== Written instruction 1 ==
Please repeat the forum thread word for word, from "## eboydog (Mar" up to and including "to test this?".

# Tivo upgrade with a hybrid ssd/HD drive?



## eboydog (Mar 24, 2006)

With a few talking about using SSD drives in a Tivo, I got curious and started looking around and found the better idea might be the combo ssd HD drives. The Seagate model uses adaptive technology that caches the common used read only data on the ssd area while the rest exists on the standard HD area. The the drive it's self appears as a single drive and the adaptive algorithm is built-in to the drive which is transparent to the user/device.

Only thing I can see is faster reboot of your Tivo and possible better menu reaction, the other issue is that the drive in a standard PC requires several reboots to properly cache the common used data on the solid state area so it might require you to reboot your Tivo a few times after the drive is installed.

This might enhance the older TiVo's, anyone want to test this?

2tb drive on Amazon ($119):
http://www.amazon.com/Seagate-Desktop-Solid-Hybrid-ST2000DX001/dp/B00EIQTKAS/ref=pd_cp_pc_2

Seagate website:
http://www.seagate.com/internal-har...-_-hybrid-_-g-_-us-_-seagate hybrid drive-_-e


----------



## lessd (Jan 23, 2005)

eboydog said:


> With a few talking about using SSD drives in a Tivo, I got curious and started looking around and found the better idea might be the combo ssd HD drives. The Seagate model uses adaptive technology that caches the common used read only data on the ssd area while the rest exists on the standard HD area. The the drive it's self appears as a single drive and the adaptive algorithm is built-in to the drive which is transparent to the user/device.
> 
> Only thing I can see is faster reboot of your Tivo and possible better menu reaction, the other issue is that the drive in a standard PC requires several reboots to properly cache the common used data on the solid state area so it might require you to reboot your Tivo a few times after the drive is installed.
> 
> ...


Someone did put a full SSD drive in their TiVo, made no difference in boot time, and not much difference in the UI, hardware limitation I would guess.


----------

(Photo labels with bounding boxes)
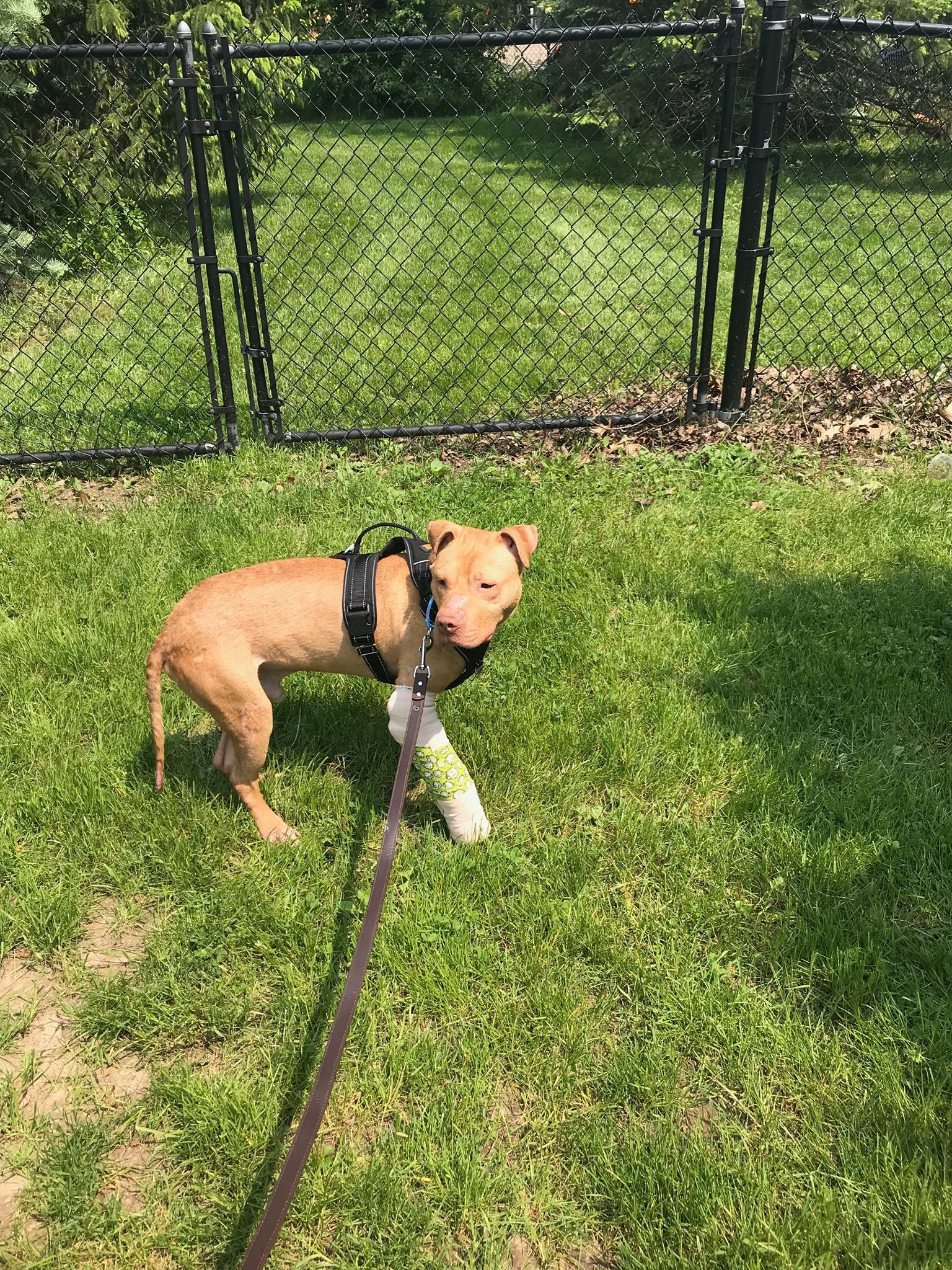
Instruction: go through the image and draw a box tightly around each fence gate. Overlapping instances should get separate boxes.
[720,0,952,420]
[195,11,744,443]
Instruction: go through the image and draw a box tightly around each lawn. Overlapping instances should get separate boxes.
[0,100,952,452]
[0,446,952,1270]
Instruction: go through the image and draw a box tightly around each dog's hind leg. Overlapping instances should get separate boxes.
[171,658,297,841]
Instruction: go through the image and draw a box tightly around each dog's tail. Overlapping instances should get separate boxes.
[146,640,165,790]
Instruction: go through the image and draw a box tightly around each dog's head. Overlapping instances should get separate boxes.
[429,521,538,647]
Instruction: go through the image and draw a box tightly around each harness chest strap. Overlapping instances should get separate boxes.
[332,521,488,688]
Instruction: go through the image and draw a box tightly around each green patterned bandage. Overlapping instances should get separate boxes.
[414,745,472,801]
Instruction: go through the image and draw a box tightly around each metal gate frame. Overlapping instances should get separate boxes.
[205,15,744,445]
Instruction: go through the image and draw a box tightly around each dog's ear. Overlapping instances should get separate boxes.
[426,521,459,557]
[499,525,538,569]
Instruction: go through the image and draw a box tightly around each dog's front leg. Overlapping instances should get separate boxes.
[387,688,493,842]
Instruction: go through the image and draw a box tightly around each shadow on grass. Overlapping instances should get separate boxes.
[137,677,416,1270]
[690,557,952,1132]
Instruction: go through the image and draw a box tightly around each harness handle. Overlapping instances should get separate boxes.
[342,521,423,555]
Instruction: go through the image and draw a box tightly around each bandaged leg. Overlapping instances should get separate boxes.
[387,688,493,842]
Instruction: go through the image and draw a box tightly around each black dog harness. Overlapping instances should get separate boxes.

== Written instruction 2 ==
Format the entries as a Markdown table with the columns No. and Line, from the first line up to and including the line with "[690,557,952,1132]", numbering each row and skipping blank lines. Leave the pictures out of the table.

== Complete output 1 ==
## eboydog (Mar 24, 2006)

With a few talking about using SSD drives in a Tivo, I got curious and started looking around and found the better idea might be the combo ssd HD drives. The Seagate model uses adaptive technology that caches the common used read only data on the ssd area while the rest exists on the standard HD area. The the drive it's self appears as a single drive and the adaptive algorithm is built-in to the drive which is transparent to the user/device.

Only thing I can see is faster reboot of your Tivo and possible better menu reaction, the other issue is that the drive in a standard PC requires several reboots to properly cache the common used data on the solid state area so it might require you to reboot your Tivo a few times after the drive is installed.

This might enhance the older TiVo's, anyone want to test this?

== Complete output 2 ==
| No. | Line |
|---|---|
| 1 | Instruction: go through the image and draw a box tightly around each fence gate. Overlapping instances should get separate boxes. |
| 2 | [720,0,952,420] |
| 3 | [195,11,744,443] |
| 4 | Instruction: go through the image and draw a box tightly around each lawn. Overlapping instances should get separate boxes. |
| 5 | [0,100,952,452] |
| 6 | [0,446,952,1270] |
| 7 | Instruction: go through the image and draw a box tightly around each dog's hind leg. Overlapping instances should get separate boxes. |
| 8 | [171,658,297,841] |
| 9 | Instruction: go through the image and draw a box tightly around each dog's tail. Overlapping instances should get separate boxes. |
| 10 | [146,640,165,790] |
| 11 | Instruction: go through the image and draw a box tightly around each dog's head. Overlapping instances should get separate boxes. |
| 12 | [429,521,538,647] |
| 13 | Instruction: go through the image and draw a box tightly around each harness chest strap. Overlapping instances should get separate boxes. |
| 14 | [332,521,488,688] |
| 15 | Instruction: go through the image and draw a box tightly around each green patterned bandage. Overlapping instances should get separate boxes. |
| 16 | [414,745,472,801] |
| 17 | Instruction: go through the image and draw a box tightly around each metal gate frame. Overlapping instances should get separate boxes. |
| 18 | [205,15,744,445] |
| 19 | Instruction: go through the image and draw a box tightly around each dog's ear. Overlapping instances should get separate boxes. |
| 20 | [426,521,459,557] |
| 21 | [499,525,538,569] |
| 22 | Instruction: go through the image and draw a box tightly around each dog's front leg. Overlapping instances should get separate boxes. |
| 23 | [387,688,493,842] |
| 24 | Instruction: go through the image and draw a box tightly around each shadow on grass. Overlapping instances should get separate boxes. |
| 25 | [137,677,416,1270] |
| 26 | [690,557,952,1132] |